- [DOCUMENT PASSAGE]
By R16 Cinema was already a hugely powerful and refined program, and a lot of great work has been produced in it. It remains everything you need to learn the main areas of Cinema - particularly modelling, materials, Xpresso, rendering and more specialist things like Hair, bullet dynamics, cloth and sculpting. Although a lot of these things have been rewritten or adapted for the new core now they are haven't changed a great deal in functionality so R16 would still be fine to learn these things in. R16 was also in what I would call MAXON's 'Golden Era' of maximum stability and reliability, so if you have the latest update version of that it remains a solid option.
The modelling tools (knife related ones especially) have been quite a bit different and better since R18, but they remain similar enough that if you learn the way they used to work, it won't be a massive disadvantage when you get the newer ones.
But on the corollary, things didn't stop getting better since R16 either. There is a now a brand new core, which means everything, including the viewport, is more future proof, powerful and efficient, MoGraph and deformers got a serious upgrade with R20 in the form of Fields and in modelling the volume builder,and overhauled Voronoi Fracture and you won't find anyone who has used these asking to go back to the way things used to be done ! Most recently MAXON sorted out UV mapping, which is now a good deal easier and less annoying than it was prior to S22.
So, if you are serious about this software then it follows you want access to the most powerful it can be, and the most flexibility it can offer you, then I would say yes, that tips the balance in favour of upgrading to R23 straight away. But if you are short on cash, or it would be a struggle to afford it right now, then there is no harm to your learnings if you did 6 months with R16 first.

Data drawn from a collection
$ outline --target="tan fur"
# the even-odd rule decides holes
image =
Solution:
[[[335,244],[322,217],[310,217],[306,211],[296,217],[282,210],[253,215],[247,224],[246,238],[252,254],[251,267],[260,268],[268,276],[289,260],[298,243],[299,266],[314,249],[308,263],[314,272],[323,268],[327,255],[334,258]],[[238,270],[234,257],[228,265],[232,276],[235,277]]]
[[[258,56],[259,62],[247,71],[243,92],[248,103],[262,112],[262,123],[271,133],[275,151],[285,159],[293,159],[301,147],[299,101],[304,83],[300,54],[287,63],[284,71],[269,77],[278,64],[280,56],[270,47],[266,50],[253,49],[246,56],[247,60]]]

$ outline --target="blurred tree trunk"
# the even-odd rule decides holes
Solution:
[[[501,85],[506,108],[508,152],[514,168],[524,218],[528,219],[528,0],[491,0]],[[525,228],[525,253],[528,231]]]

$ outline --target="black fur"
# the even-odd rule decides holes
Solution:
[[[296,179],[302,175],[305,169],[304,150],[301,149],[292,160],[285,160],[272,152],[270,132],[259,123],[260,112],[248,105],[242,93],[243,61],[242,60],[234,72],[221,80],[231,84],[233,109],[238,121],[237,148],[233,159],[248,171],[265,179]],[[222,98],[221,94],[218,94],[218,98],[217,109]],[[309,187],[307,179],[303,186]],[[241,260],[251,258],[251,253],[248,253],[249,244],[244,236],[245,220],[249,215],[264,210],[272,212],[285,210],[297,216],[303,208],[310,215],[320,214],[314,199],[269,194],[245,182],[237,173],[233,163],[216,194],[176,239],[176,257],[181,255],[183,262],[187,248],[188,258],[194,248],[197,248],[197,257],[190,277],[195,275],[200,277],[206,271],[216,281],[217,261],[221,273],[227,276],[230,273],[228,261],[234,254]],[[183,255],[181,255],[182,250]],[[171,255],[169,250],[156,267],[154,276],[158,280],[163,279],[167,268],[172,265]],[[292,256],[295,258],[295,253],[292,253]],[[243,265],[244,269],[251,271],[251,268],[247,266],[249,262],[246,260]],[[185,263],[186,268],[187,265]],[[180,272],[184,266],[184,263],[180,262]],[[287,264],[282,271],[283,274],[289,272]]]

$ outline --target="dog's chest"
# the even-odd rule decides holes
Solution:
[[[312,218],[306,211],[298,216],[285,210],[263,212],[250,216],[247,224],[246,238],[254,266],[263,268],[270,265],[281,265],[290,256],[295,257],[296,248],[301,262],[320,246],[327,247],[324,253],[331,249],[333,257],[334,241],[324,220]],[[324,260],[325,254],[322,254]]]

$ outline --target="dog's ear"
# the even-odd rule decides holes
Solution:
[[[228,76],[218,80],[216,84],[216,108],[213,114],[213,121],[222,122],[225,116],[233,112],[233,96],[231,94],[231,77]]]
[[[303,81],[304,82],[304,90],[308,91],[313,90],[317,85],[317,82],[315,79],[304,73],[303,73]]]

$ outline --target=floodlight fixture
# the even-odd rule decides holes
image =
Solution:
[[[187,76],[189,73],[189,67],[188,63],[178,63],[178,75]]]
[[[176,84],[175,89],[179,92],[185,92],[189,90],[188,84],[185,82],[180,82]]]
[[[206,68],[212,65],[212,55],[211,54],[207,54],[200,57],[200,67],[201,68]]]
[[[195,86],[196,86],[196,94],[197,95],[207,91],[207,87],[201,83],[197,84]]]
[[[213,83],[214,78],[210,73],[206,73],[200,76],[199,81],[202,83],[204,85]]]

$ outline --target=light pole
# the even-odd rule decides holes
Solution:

- [WRITTEN INSTRUCTION]
Answer these questions from the passage on Cinema versions:
1. Since which release have the modelling tools, especially the knife-related ones, been quite different and better?
2. With which release did MoGraph and deformers get a serious upgrade in the form of Fields?
3. Which version does the writer favor upgrading to straight away?
The rows have no connection to the text.

- [EXERCISE ANSWER]
1. R18
2. R20
3. R23